### Exercise goal
Render the stretch from the start of the records through the line containing "(1161, 413)" as a Markdown table with the columns Row and Text, giving each line its row number and omitting blank lines. Leave the pictures out of the answer.

### Record set
****************
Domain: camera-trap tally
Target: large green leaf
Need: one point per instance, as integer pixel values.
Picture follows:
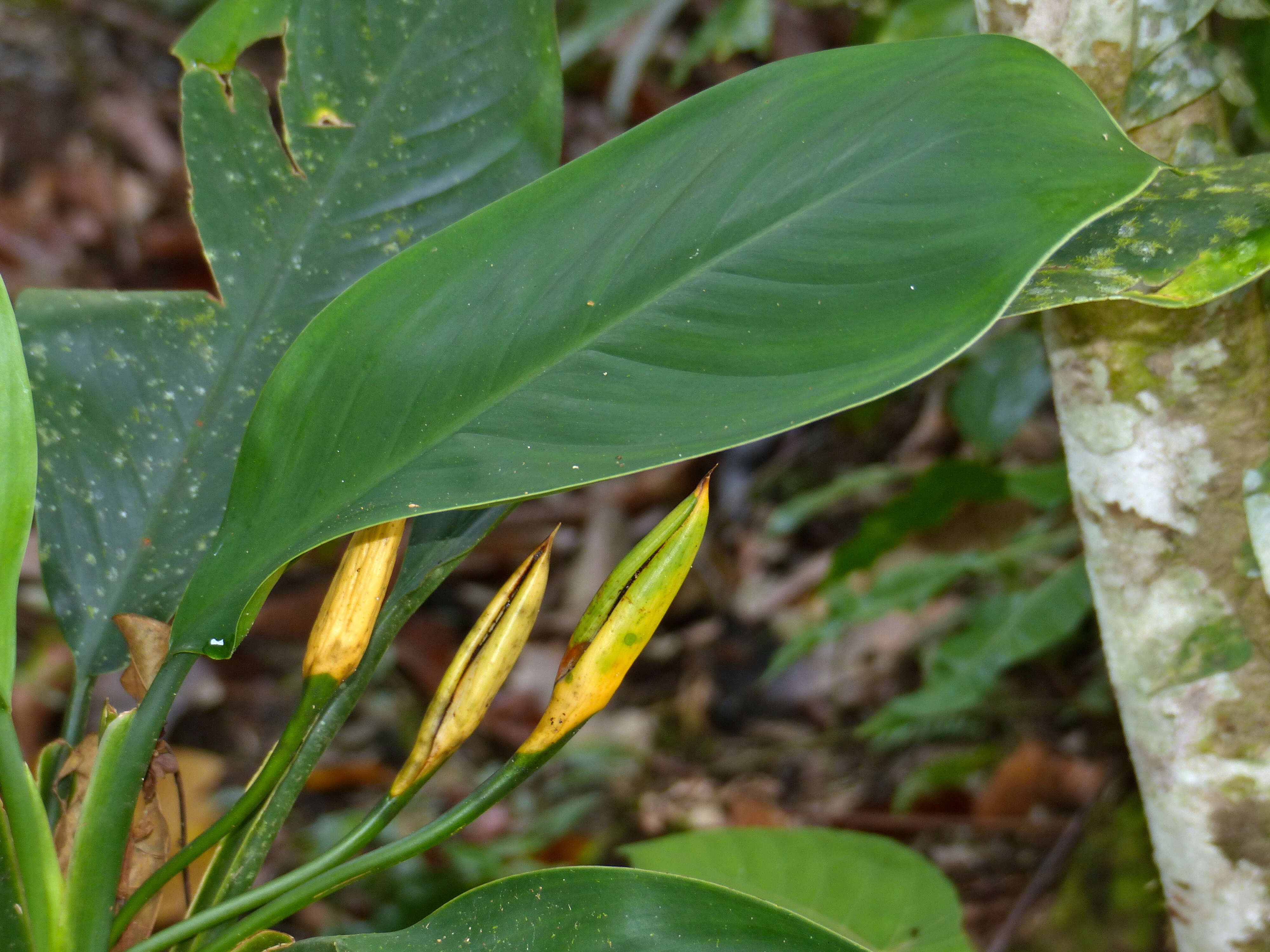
(599, 909)
(402, 117)
(869, 889)
(229, 27)
(1189, 238)
(801, 239)
(17, 486)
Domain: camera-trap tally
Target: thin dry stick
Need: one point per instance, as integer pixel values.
(181, 812)
(1047, 873)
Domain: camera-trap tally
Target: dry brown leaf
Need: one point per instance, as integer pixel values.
(148, 849)
(201, 775)
(1036, 775)
(148, 648)
(79, 766)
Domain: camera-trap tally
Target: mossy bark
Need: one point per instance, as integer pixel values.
(1161, 413)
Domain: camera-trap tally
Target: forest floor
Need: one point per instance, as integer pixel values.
(1024, 781)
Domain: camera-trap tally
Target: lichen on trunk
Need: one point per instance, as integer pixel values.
(1163, 412)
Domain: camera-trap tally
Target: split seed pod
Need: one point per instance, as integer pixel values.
(622, 619)
(479, 668)
(347, 618)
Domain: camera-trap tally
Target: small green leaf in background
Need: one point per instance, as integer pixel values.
(143, 398)
(599, 909)
(1244, 10)
(924, 20)
(736, 266)
(1182, 74)
(1004, 383)
(586, 25)
(793, 513)
(1159, 26)
(227, 29)
(1043, 487)
(1213, 648)
(869, 889)
(1005, 631)
(17, 486)
(929, 503)
(733, 27)
(1257, 511)
(1189, 238)
(904, 590)
(943, 774)
(1255, 49)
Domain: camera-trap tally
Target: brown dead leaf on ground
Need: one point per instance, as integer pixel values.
(1036, 775)
(148, 849)
(201, 774)
(350, 775)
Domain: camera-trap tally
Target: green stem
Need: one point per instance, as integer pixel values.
(15, 909)
(314, 697)
(511, 776)
(32, 841)
(74, 722)
(241, 857)
(76, 718)
(98, 852)
(350, 846)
****************
### Output for this exercise
| Row | Text |
|---|---|
| 1 | Domain: camera-trap tally |
| 2 | Target: large green leaf |
| 3 | Need: one point per instance, as integer pixel values. |
| 4 | Picture follows: |
| 5 | (599, 909) |
| 6 | (402, 117) |
| 7 | (869, 889) |
| 8 | (229, 27) |
| 9 | (1189, 238) |
| 10 | (801, 239) |
| 11 | (17, 486) |
| 12 | Domain: camera-trap tally |
| 13 | Target: thin dry stick |
| 14 | Need: one point per instance, as integer pixel values. |
| 15 | (181, 812) |
| 16 | (1047, 873) |
| 17 | Domain: camera-trap tally |
| 18 | Target: dry brown leaf |
| 19 | Need: one point per instance, as integer pixel values. |
| 20 | (148, 849) |
| 21 | (201, 775) |
| 22 | (1036, 775) |
| 23 | (148, 648) |
| 24 | (79, 766) |
| 25 | Domain: camera-trap tally |
| 26 | Target: mossy bark |
| 27 | Need: one point per instance, as integer pixel values. |
| 28 | (1161, 413) |